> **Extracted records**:
● ● ●

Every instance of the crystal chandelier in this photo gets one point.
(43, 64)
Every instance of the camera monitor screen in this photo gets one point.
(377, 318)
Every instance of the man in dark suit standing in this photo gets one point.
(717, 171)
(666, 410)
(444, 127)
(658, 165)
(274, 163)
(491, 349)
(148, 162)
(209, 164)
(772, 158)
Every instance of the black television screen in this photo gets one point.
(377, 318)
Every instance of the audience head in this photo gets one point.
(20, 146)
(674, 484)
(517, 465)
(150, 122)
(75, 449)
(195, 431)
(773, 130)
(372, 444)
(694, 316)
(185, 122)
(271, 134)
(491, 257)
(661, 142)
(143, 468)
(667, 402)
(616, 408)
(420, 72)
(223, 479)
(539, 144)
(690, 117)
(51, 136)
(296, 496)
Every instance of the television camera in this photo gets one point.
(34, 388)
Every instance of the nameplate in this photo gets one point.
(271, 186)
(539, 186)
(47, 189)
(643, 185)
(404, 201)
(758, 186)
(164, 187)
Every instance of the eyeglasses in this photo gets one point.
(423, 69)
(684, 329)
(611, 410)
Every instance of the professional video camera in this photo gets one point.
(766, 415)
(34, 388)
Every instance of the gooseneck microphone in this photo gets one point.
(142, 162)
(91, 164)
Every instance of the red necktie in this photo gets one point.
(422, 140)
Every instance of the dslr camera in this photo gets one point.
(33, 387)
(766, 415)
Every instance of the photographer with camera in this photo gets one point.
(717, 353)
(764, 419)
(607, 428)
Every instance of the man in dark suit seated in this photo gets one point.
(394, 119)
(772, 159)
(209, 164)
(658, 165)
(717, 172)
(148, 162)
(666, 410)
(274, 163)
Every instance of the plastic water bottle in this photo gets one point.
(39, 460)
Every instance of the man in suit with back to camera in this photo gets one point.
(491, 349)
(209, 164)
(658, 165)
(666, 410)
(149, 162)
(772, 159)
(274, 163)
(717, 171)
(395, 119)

● ● ●

> **Exercise description**: Output the lines above verbatim and in full.

> **Answer below**:
Every instance of the crystal chandelier in this photo gets one point.
(43, 64)
Every instance of the camera monitor screen in this photo gets one point.
(377, 318)
Every instance of the man in dark suit standing in this photo gets one point.
(717, 171)
(666, 410)
(444, 127)
(658, 165)
(274, 163)
(491, 349)
(148, 162)
(209, 164)
(772, 158)
Every instance of the black television screen in this photo gets one point.
(377, 318)
Every instance of the audience head in this photo gets one point.
(20, 146)
(674, 484)
(517, 465)
(150, 122)
(75, 449)
(195, 431)
(773, 130)
(372, 444)
(694, 316)
(185, 122)
(271, 134)
(491, 257)
(661, 142)
(143, 468)
(667, 402)
(616, 408)
(420, 72)
(223, 479)
(539, 144)
(690, 117)
(51, 136)
(296, 496)
Every instance of the television camera in this photo gets one point.
(34, 388)
Every instance of the nameplate in this photo gets one point.
(271, 186)
(539, 186)
(47, 189)
(643, 185)
(404, 201)
(758, 186)
(164, 187)
Every instance of the eyeglasses in this photo gets one point.
(423, 69)
(684, 329)
(611, 410)
Every instance of the professional video camera in this photo gets one point.
(766, 415)
(34, 388)
Every instance of the gooseneck microphone in this photo gets one point.
(142, 162)
(91, 164)
Every instance of the red necktie in this photo gets one point.
(422, 140)
Every instance of the dslr camera in this photo gets one point.
(33, 387)
(766, 415)
Every instance of the photographer with camera in this photo gets one point.
(717, 353)
(764, 419)
(607, 428)
Every instance of the man in dark suit seated in this photo gets one point.
(394, 119)
(772, 159)
(209, 164)
(658, 165)
(717, 172)
(148, 162)
(666, 410)
(274, 163)
Every instance of the plastic water bottle in this photo gets one point.
(39, 460)
Every instance of the man in suit with back to camera in this photo gets one point.
(491, 349)
(209, 164)
(658, 165)
(666, 410)
(149, 162)
(772, 159)
(274, 163)
(717, 171)
(395, 119)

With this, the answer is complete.